■ Consignes de l'exercice:
1. Modifiez le passage de la chronique taurine de Bayonne qui va de « Certains disent que » jusqu'à « elle était… malsaine. » inclus, en remplaçant « électrocardiogramme » par « encéphalogramme », puis redonnez ce passage ainsi modifié.
2. D'après la chronique taurine de Bayonne, quel âge avait « El Turronero » à sa mort ?
3. Reprenez la chronique taurine de Bayonne et poursuivez-la à partir de sa dernière phrase.

■ Texte fourni:
((
BAYONNE : « A LA POURSUITE DES ILLUSIONS PERDUES !
Grave blessure de Denis Loré
Domingo Lopez Chaves : Important
2 Septembre : « Y me toco, me toco perdeee ! Y me toco, me toco llooora ! »
Sur l’autoroute qui file vers le sud, les phares
balaient l’obscurité, l’inconnu, le néant… Qu’y a-t-il, derrière le
prochain virage ? Quel toro, lorsque s’ouvrira le prochain chiquero ? Un
toro « de ensueño », qui permettra de « libérer » le toreo et les
qualités artistiques que l’on a « dentro », au fond de soi; ou une de
ces « saletés » que le sorteo nous a réservée, aujourd’hui à Bayonne? Et
quand on pense au pauvre Loré...« bien pire encore! »
Sur la route du retour vers Utrera, Luis Vilches a le
regard triste. Lui qui sait ce qu’est la lutte, contre les toros et
contre les hommes, dans les ruedos et les « despachos », arrive à se
demander si « cela vaut la peine ». Qu’a-t-on à gagner, devant telles « alimañas »,
sinon quelques pauvres billets, les sifflets, les injures de quelques
imbéciles… ou une grosse cornada ?
« Y me toco, me toco perdeee ! Y me toco me toco
lloooora ! »
Sur la route qui file vers Utrera, tout le monde est
triste, dans le fourgon. Même Manolo Corona, d’habitude si enjoué,
toujours torero… Hier, on a tout perdu : La corrida est sortie
« impossible »… et le Turronero est mort ! Il avait cinquante neuf ans,
et malgré sa paralysie, il restait un des tout grands du cante flamenco,
du vrai « jondo ».
Hier, « le pobre Manuel « El Turronero », cantaor de
Utrera… perdio ! Et Luis, torero de Utrera.. lloro ! ».
Certains disent que les hommes ne doivent pas pleurer…
Ce sont des c ! Un homme peut pleurer d’amour, de peine ou de rage !
Question de cœur, de tripes et d’émotions !
Sur l’autoroute qui file vers Utrera, les larmes ne
sont pas loin : « Aujourd’hui, on s’est vraiment joué la vie… pour rien,
et Manuel « El Turronero » est mort ! »
On sait que les Fraile ont marqué l’Histoire Taurine de Bayonne.
En fait, ils l’ont marquée « à l’envers », à l’heure où
la Bayonne Taurine était « estancada », où l’émotion était nulle, où
l’électrocardiogramme aficionado était plat. Une première corrida « mit
le feu », en 84 et certains en firent logiquement des « gorges
chaudes ». Hélas, lors des années suivantes, on « avala tout » sous
prétexte que les Fraile étaient « différents » et qu’avec eux
« l’émotion » était toujours présente, même si elle était… malsaine.
Alors on se mit à tout mélanger, aveuglément, faisant passer du genio
pour de la caste ; de la violence et du sentido pour de la bravoure. Le
« Sud Ouest » lui-même ne titra t’il pas un jour, juste au-dessus du
cliché d’un Fraile qui sautait au callejon « Ah, le toro brave !! »
Et tout le monde de s’esbaudir !
Et tout le monde d’applaudir !
Et tout le monde de se lever, « pouce en bas ! » comme
aux jeux du cirque, dans l’antique Rome…Una verguenza !
))
(Annotations d'images par cadres)
((
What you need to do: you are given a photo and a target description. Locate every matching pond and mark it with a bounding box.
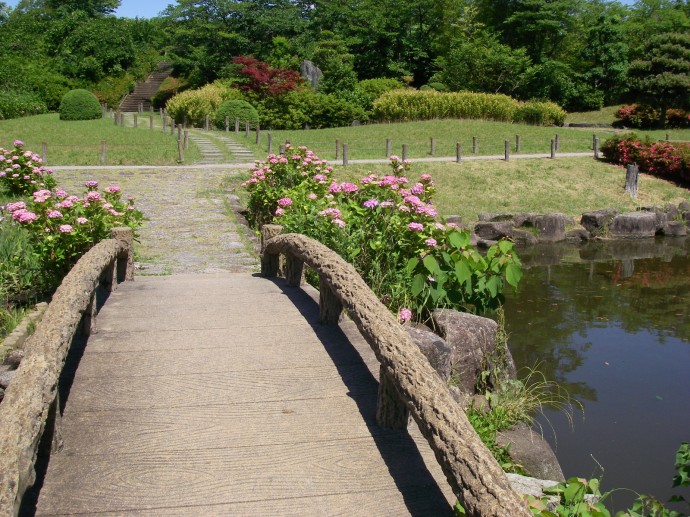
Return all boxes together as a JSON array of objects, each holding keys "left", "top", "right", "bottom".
[{"left": 505, "top": 239, "right": 690, "bottom": 511}]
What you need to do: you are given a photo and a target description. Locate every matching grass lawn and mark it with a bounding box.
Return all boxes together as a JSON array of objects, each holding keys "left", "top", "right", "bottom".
[
  {"left": 296, "top": 158, "right": 690, "bottom": 221},
  {"left": 238, "top": 120, "right": 690, "bottom": 161},
  {"left": 0, "top": 113, "right": 201, "bottom": 166}
]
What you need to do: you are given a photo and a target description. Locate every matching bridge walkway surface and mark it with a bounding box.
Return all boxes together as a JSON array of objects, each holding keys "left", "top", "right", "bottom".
[
  {"left": 21, "top": 169, "right": 455, "bottom": 516},
  {"left": 28, "top": 273, "right": 454, "bottom": 516}
]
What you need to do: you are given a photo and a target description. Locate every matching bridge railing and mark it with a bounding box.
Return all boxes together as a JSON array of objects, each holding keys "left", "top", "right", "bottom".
[
  {"left": 261, "top": 225, "right": 531, "bottom": 517},
  {"left": 0, "top": 228, "right": 133, "bottom": 516}
]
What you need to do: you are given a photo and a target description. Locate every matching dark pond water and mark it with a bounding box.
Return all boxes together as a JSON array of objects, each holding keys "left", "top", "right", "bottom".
[{"left": 505, "top": 239, "right": 690, "bottom": 511}]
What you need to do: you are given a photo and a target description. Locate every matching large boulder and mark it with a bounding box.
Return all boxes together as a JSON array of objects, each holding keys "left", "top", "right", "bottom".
[
  {"left": 609, "top": 212, "right": 657, "bottom": 239},
  {"left": 431, "top": 309, "right": 516, "bottom": 393},
  {"left": 580, "top": 209, "right": 620, "bottom": 236},
  {"left": 474, "top": 221, "right": 513, "bottom": 241},
  {"left": 405, "top": 327, "right": 452, "bottom": 382},
  {"left": 496, "top": 424, "right": 565, "bottom": 481}
]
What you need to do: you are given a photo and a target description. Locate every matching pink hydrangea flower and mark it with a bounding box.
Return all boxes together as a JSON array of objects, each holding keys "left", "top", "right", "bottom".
[{"left": 398, "top": 307, "right": 412, "bottom": 323}]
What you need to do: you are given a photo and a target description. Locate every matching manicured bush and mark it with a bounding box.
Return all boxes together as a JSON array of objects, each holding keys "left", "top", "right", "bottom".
[
  {"left": 601, "top": 133, "right": 690, "bottom": 184},
  {"left": 259, "top": 88, "right": 367, "bottom": 129},
  {"left": 513, "top": 101, "right": 567, "bottom": 126},
  {"left": 213, "top": 100, "right": 259, "bottom": 129},
  {"left": 0, "top": 91, "right": 48, "bottom": 120},
  {"left": 165, "top": 81, "right": 242, "bottom": 127},
  {"left": 60, "top": 89, "right": 101, "bottom": 120},
  {"left": 374, "top": 89, "right": 566, "bottom": 125},
  {"left": 615, "top": 104, "right": 690, "bottom": 129}
]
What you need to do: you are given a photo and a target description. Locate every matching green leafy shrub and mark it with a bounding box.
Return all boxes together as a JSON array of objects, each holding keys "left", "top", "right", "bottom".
[
  {"left": 60, "top": 89, "right": 101, "bottom": 120},
  {"left": 243, "top": 147, "right": 520, "bottom": 314},
  {"left": 513, "top": 101, "right": 567, "bottom": 126},
  {"left": 151, "top": 76, "right": 186, "bottom": 109},
  {"left": 5, "top": 181, "right": 143, "bottom": 287},
  {"left": 0, "top": 140, "right": 55, "bottom": 196},
  {"left": 0, "top": 91, "right": 48, "bottom": 119},
  {"left": 165, "top": 81, "right": 241, "bottom": 127},
  {"left": 373, "top": 89, "right": 566, "bottom": 125},
  {"left": 93, "top": 73, "right": 136, "bottom": 108},
  {"left": 259, "top": 88, "right": 367, "bottom": 129},
  {"left": 213, "top": 100, "right": 259, "bottom": 129}
]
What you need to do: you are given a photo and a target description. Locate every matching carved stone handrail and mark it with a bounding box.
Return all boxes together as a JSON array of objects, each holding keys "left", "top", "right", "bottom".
[
  {"left": 0, "top": 228, "right": 134, "bottom": 516},
  {"left": 261, "top": 225, "right": 531, "bottom": 517}
]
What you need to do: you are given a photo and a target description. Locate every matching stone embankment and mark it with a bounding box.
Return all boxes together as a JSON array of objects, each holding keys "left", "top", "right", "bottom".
[{"left": 448, "top": 201, "right": 690, "bottom": 247}]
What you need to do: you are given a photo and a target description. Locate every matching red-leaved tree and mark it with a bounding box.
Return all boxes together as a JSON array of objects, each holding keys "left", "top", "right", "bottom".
[{"left": 232, "top": 56, "right": 304, "bottom": 97}]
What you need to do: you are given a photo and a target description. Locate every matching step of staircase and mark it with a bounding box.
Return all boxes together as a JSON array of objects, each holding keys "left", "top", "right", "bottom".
[{"left": 118, "top": 63, "right": 172, "bottom": 113}]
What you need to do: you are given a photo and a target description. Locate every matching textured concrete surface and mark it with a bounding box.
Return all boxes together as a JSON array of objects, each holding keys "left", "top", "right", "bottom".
[{"left": 25, "top": 273, "right": 454, "bottom": 516}]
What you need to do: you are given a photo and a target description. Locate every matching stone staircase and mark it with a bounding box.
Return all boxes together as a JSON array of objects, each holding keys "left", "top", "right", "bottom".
[{"left": 119, "top": 63, "right": 172, "bottom": 113}]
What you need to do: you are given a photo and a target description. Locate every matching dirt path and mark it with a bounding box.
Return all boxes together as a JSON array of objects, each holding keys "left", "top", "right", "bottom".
[{"left": 55, "top": 167, "right": 258, "bottom": 275}]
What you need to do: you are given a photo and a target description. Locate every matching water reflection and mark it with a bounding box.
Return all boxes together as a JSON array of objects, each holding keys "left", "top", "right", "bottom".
[{"left": 505, "top": 239, "right": 690, "bottom": 506}]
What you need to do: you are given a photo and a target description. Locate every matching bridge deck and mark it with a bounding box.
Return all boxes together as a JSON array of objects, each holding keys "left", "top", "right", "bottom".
[{"left": 30, "top": 273, "right": 454, "bottom": 516}]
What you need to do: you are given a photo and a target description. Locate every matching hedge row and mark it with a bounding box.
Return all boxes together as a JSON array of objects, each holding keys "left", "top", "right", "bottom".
[
  {"left": 601, "top": 133, "right": 690, "bottom": 184},
  {"left": 374, "top": 90, "right": 566, "bottom": 126}
]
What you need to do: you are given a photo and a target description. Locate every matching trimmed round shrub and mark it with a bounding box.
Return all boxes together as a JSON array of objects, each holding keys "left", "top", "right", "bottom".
[
  {"left": 213, "top": 100, "right": 259, "bottom": 129},
  {"left": 60, "top": 89, "right": 101, "bottom": 120}
]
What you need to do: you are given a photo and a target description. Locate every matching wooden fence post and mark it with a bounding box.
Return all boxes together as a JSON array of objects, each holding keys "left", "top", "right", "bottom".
[{"left": 625, "top": 163, "right": 640, "bottom": 199}]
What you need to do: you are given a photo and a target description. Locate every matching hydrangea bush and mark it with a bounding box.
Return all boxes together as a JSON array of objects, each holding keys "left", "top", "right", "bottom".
[
  {"left": 0, "top": 140, "right": 55, "bottom": 196},
  {"left": 243, "top": 147, "right": 521, "bottom": 321},
  {"left": 0, "top": 181, "right": 143, "bottom": 287}
]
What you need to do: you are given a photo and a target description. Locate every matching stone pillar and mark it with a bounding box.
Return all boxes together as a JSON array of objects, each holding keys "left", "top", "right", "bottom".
[{"left": 376, "top": 365, "right": 410, "bottom": 429}]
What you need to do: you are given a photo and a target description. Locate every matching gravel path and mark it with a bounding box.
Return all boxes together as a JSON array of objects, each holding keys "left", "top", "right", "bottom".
[{"left": 55, "top": 166, "right": 259, "bottom": 275}]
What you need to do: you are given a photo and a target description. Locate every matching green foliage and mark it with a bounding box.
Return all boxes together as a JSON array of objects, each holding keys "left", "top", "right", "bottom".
[
  {"left": 243, "top": 148, "right": 521, "bottom": 321},
  {"left": 374, "top": 90, "right": 566, "bottom": 125},
  {"left": 165, "top": 83, "right": 231, "bottom": 127},
  {"left": 628, "top": 33, "right": 690, "bottom": 127},
  {"left": 59, "top": 89, "right": 101, "bottom": 120},
  {"left": 0, "top": 91, "right": 48, "bottom": 119},
  {"left": 259, "top": 88, "right": 367, "bottom": 129},
  {"left": 5, "top": 181, "right": 143, "bottom": 288},
  {"left": 0, "top": 140, "right": 55, "bottom": 196},
  {"left": 213, "top": 100, "right": 259, "bottom": 129},
  {"left": 514, "top": 101, "right": 567, "bottom": 126}
]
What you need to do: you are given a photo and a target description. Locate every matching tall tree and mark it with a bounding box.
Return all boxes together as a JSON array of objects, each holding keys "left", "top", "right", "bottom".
[{"left": 628, "top": 33, "right": 690, "bottom": 127}]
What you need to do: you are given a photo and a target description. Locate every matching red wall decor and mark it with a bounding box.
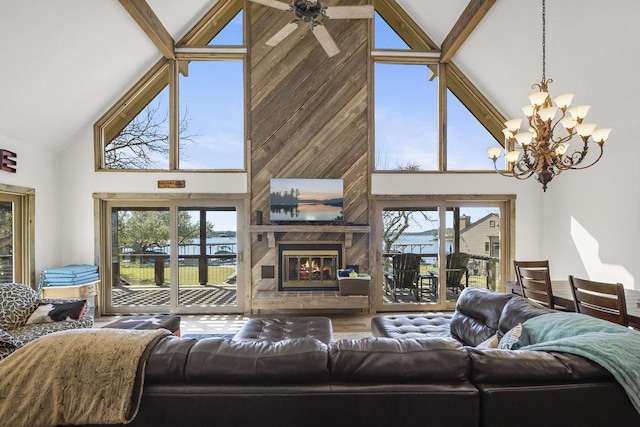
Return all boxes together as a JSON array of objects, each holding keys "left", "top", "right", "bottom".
[{"left": 0, "top": 150, "right": 18, "bottom": 173}]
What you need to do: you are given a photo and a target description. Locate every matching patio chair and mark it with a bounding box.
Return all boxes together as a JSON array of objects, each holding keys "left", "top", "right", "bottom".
[
  {"left": 513, "top": 260, "right": 555, "bottom": 308},
  {"left": 446, "top": 252, "right": 471, "bottom": 294},
  {"left": 388, "top": 254, "right": 422, "bottom": 301},
  {"left": 569, "top": 276, "right": 629, "bottom": 326}
]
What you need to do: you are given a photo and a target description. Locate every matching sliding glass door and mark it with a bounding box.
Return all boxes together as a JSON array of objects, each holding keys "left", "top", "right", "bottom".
[{"left": 103, "top": 201, "right": 243, "bottom": 313}]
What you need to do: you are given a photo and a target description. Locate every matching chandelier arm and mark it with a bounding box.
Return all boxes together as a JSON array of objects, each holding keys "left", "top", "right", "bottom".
[
  {"left": 511, "top": 158, "right": 536, "bottom": 179},
  {"left": 551, "top": 109, "right": 567, "bottom": 134},
  {"left": 551, "top": 133, "right": 575, "bottom": 149},
  {"left": 571, "top": 144, "right": 604, "bottom": 170},
  {"left": 493, "top": 159, "right": 535, "bottom": 179}
]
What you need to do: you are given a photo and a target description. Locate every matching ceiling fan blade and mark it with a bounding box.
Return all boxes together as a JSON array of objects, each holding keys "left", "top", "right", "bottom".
[
  {"left": 265, "top": 20, "right": 300, "bottom": 46},
  {"left": 311, "top": 22, "right": 340, "bottom": 57},
  {"left": 251, "top": 0, "right": 291, "bottom": 11},
  {"left": 324, "top": 6, "right": 374, "bottom": 19}
]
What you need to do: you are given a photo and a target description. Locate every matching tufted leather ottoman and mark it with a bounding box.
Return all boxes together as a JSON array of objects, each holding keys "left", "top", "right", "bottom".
[
  {"left": 371, "top": 313, "right": 453, "bottom": 338},
  {"left": 233, "top": 317, "right": 333, "bottom": 344}
]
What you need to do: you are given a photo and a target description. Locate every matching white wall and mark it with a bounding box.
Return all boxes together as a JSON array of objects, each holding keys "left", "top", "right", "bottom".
[
  {"left": 371, "top": 171, "right": 543, "bottom": 259},
  {"left": 542, "top": 0, "right": 640, "bottom": 289},
  {"left": 0, "top": 135, "right": 65, "bottom": 280}
]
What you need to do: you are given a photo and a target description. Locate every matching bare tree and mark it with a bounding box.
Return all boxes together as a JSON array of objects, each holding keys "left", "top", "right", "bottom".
[{"left": 105, "top": 101, "right": 200, "bottom": 169}]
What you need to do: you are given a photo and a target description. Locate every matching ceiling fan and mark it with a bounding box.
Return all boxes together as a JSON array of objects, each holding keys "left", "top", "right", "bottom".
[{"left": 251, "top": 0, "right": 374, "bottom": 57}]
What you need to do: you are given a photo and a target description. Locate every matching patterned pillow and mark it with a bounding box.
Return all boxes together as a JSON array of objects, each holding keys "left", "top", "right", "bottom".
[
  {"left": 0, "top": 329, "right": 18, "bottom": 349},
  {"left": 27, "top": 300, "right": 87, "bottom": 325},
  {"left": 498, "top": 323, "right": 522, "bottom": 350},
  {"left": 0, "top": 283, "right": 38, "bottom": 331}
]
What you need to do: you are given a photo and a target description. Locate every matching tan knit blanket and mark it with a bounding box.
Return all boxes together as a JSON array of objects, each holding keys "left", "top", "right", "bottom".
[{"left": 0, "top": 329, "right": 169, "bottom": 427}]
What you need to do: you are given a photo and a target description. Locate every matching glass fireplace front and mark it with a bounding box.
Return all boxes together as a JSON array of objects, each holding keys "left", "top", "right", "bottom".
[{"left": 278, "top": 245, "right": 342, "bottom": 291}]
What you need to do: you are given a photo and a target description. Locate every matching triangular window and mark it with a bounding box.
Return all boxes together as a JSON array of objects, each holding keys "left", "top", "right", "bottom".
[
  {"left": 373, "top": 13, "right": 411, "bottom": 49},
  {"left": 207, "top": 11, "right": 244, "bottom": 46},
  {"left": 95, "top": 0, "right": 246, "bottom": 171},
  {"left": 372, "top": 0, "right": 504, "bottom": 172},
  {"left": 447, "top": 90, "right": 496, "bottom": 170}
]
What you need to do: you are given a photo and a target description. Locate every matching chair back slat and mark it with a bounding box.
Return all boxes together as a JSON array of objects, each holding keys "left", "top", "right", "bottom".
[
  {"left": 513, "top": 260, "right": 554, "bottom": 308},
  {"left": 569, "top": 276, "right": 629, "bottom": 326},
  {"left": 576, "top": 288, "right": 620, "bottom": 311}
]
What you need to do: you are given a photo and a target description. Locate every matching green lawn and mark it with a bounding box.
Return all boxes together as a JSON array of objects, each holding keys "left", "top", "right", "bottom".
[{"left": 120, "top": 264, "right": 236, "bottom": 286}]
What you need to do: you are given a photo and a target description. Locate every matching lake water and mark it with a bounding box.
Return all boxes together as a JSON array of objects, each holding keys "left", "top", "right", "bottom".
[
  {"left": 158, "top": 235, "right": 453, "bottom": 255},
  {"left": 269, "top": 203, "right": 342, "bottom": 221}
]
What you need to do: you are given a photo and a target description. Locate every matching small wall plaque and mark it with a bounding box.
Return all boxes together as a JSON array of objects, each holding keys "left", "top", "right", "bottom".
[
  {"left": 0, "top": 150, "right": 18, "bottom": 173},
  {"left": 158, "top": 179, "right": 186, "bottom": 188}
]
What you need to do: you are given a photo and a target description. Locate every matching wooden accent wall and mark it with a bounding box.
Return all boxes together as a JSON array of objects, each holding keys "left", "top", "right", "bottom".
[{"left": 247, "top": 0, "right": 372, "bottom": 295}]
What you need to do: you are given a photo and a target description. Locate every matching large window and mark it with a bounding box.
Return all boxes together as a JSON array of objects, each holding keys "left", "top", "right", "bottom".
[
  {"left": 375, "top": 196, "right": 513, "bottom": 310},
  {"left": 100, "top": 195, "right": 245, "bottom": 313},
  {"left": 0, "top": 184, "right": 36, "bottom": 286},
  {"left": 95, "top": 0, "right": 246, "bottom": 171}
]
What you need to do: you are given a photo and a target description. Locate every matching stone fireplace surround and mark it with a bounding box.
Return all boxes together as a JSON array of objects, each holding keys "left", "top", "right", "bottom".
[
  {"left": 277, "top": 242, "right": 344, "bottom": 291},
  {"left": 249, "top": 224, "right": 371, "bottom": 313}
]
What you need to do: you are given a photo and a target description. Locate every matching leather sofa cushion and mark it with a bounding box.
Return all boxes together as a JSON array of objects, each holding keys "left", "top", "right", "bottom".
[
  {"left": 185, "top": 338, "right": 330, "bottom": 384},
  {"left": 498, "top": 295, "right": 556, "bottom": 338},
  {"left": 451, "top": 288, "right": 515, "bottom": 346},
  {"left": 233, "top": 316, "right": 333, "bottom": 344},
  {"left": 329, "top": 337, "right": 469, "bottom": 383},
  {"left": 145, "top": 335, "right": 197, "bottom": 383},
  {"left": 467, "top": 347, "right": 613, "bottom": 384},
  {"left": 371, "top": 313, "right": 451, "bottom": 339}
]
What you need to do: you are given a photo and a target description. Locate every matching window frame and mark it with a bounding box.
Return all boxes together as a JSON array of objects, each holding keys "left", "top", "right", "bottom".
[
  {"left": 370, "top": 0, "right": 506, "bottom": 173},
  {"left": 94, "top": 0, "right": 249, "bottom": 173},
  {"left": 369, "top": 194, "right": 516, "bottom": 312},
  {"left": 0, "top": 184, "right": 38, "bottom": 289}
]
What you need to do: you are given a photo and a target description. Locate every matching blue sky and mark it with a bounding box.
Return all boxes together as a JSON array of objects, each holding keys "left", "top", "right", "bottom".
[{"left": 169, "top": 12, "right": 496, "bottom": 230}]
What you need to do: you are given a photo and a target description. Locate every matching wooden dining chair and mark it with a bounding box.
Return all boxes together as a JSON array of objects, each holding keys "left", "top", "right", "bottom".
[
  {"left": 569, "top": 276, "right": 629, "bottom": 326},
  {"left": 513, "top": 260, "right": 555, "bottom": 308}
]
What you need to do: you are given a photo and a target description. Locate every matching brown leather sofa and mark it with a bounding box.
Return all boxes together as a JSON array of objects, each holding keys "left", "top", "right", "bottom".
[{"left": 97, "top": 288, "right": 640, "bottom": 427}]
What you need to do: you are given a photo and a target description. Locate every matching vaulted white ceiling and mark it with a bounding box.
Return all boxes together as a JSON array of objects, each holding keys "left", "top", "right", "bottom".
[{"left": 0, "top": 0, "right": 640, "bottom": 152}]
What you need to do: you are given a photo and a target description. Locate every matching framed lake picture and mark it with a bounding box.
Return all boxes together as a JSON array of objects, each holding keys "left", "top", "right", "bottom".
[{"left": 269, "top": 178, "right": 344, "bottom": 223}]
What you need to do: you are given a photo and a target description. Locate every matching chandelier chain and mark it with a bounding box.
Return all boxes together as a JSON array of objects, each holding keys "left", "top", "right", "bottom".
[{"left": 542, "top": 0, "right": 547, "bottom": 82}]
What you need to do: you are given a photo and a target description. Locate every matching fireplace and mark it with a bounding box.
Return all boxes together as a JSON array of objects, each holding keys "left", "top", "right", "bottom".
[{"left": 278, "top": 243, "right": 342, "bottom": 291}]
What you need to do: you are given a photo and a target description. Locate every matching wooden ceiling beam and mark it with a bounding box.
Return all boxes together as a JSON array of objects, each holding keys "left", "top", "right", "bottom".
[
  {"left": 440, "top": 0, "right": 496, "bottom": 63},
  {"left": 119, "top": 0, "right": 176, "bottom": 59}
]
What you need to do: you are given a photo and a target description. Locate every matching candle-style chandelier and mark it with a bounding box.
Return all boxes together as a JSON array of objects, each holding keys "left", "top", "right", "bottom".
[{"left": 487, "top": 0, "right": 611, "bottom": 191}]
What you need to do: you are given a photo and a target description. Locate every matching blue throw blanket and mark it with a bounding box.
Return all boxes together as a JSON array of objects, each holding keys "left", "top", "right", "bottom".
))
■ Corrigé de l'exercice:
1.
Certains disent que les hommes ne doivent pas pleurer…
Ce sont des c ! Un homme peut pleurer d’amour, de peine ou de rage !
Question de cœur, de tripes et d’émotions !
Sur l’autoroute qui file vers Utrera, les larmes ne
sont pas loin : « Aujourd’hui, on s’est vraiment joué la vie… pour rien,
et Manuel « El Turronero » est mort ! »
On sait que les Fraile ont marqué l’Histoire Taurine de Bayonne.
En fait, ils l’ont marquée « à l’envers », à l’heure où
la Bayonne Taurine était « estancada », où l’émotion était nulle, où
l’encéphalogramme aficionado était plat. Une première corrida « mit
le feu », en 84 et certains en firent logiquement des « gorges
chaudes ». Hélas, lors des années suivantes, on « avala tout » sous
prétexte que les Fraile étaient « différents » et qu’avec eux
« l’émotion » était toujours présente, même si elle était… malsaine.

2. Il avait cinquante-neuf ans.

3.
C’est un peu ce que l’on a ressenti, hier, quand
certains « aficionados » ont ovationné l’arrastre du premier Fraile, « una
prenda » qui avait gravement blessé Denis Loré et littéralement
« épuisé » Lopez Chaves. Certes, le toro avait fait illusion dans le
premier puyazo, poussant avec fijeza, mais ensuite… por favor !
Le reste de la corrida fut « à l’avenant », les applaudissements au
ganado se succédant, avec cependant chaque fois moins de force lorsque
l’on arrastrait les toros. A la fin peut-être, tout à la fin… on se
rendit compte que l’on avait vu une moruchada, une mansada, et une autre
« chose », commençant par « m » !
Oh bien sûr, il y avait des cornes, solides et
astifinas. Mais les cornes seules ne font pas le trapio !
Bien sûr il y avait « force et rage »… qui n’ont jamais
fait « la caste ».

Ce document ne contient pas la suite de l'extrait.